### GOAL
Rewrite every line of the material below in full, and shift the polygons by adding 41 to each x and y coordinate in the answers. Omit the pictures.

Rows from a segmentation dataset

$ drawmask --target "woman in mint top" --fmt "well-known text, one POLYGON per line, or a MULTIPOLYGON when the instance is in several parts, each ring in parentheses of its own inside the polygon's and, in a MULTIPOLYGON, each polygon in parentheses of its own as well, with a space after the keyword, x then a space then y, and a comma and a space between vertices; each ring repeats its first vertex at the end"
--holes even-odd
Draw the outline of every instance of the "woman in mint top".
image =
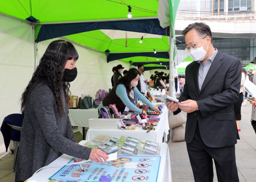
POLYGON ((135 96, 151 109, 155 111, 159 111, 158 108, 142 94, 136 87, 140 75, 141 73, 136 68, 130 69, 125 76, 119 80, 116 85, 104 97, 99 107, 99 110, 103 106, 115 104, 119 111, 123 112, 125 107, 127 107, 137 113, 143 113, 143 114, 146 115, 145 111, 143 111, 135 106, 135 96))

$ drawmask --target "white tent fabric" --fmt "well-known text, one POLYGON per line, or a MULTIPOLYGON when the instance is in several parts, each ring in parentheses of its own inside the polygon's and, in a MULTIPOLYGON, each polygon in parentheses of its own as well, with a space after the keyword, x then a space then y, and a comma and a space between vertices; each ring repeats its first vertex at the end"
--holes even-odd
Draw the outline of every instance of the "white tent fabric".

### ANSWER TO THE PROBLEM
$ drawmask --target "woman in mint top" --fmt "well-known text, one POLYGON per line, or a MULTIPOLYGON when the instance is in several parts, each ring in parentheses of its own inside the polygon's and, in a MULTIPOLYGON, each polygon in parentheses of its own as well, with a space after the keyword, x then a space then y, and a comma and a space between vertices; each ring repeats its first vertex at the end"
--holes even-odd
Draw the outline of every instance of the "woman in mint top".
image =
POLYGON ((176 137, 192 150, 196 152, 200 152, 199 149, 183 135, 177 128, 181 116, 182 114, 177 109, 171 110, 166 117, 160 121, 157 126, 145 138, 140 148, 140 151, 144 147, 156 145, 160 152, 164 153, 166 148, 168 148, 178 154, 184 154, 184 155, 187 156, 186 152, 184 152, 176 147, 176 137))

$ drawmask --target "white tent fabric" --fmt "well-known text, one POLYGON per line, or a MULTIPOLYGON when the instance is in several parts, each ring in parentheses of its own inside the polygon's and, in a MULTIPOLYGON, each polygon in parentheses of its own as well, with a space after the keyword, x then a space then y, and a comma and a space between vertices; each ring repeats its first vertex at the end"
--holes even-odd
Draw the outline of every instance of the "white tent fabric".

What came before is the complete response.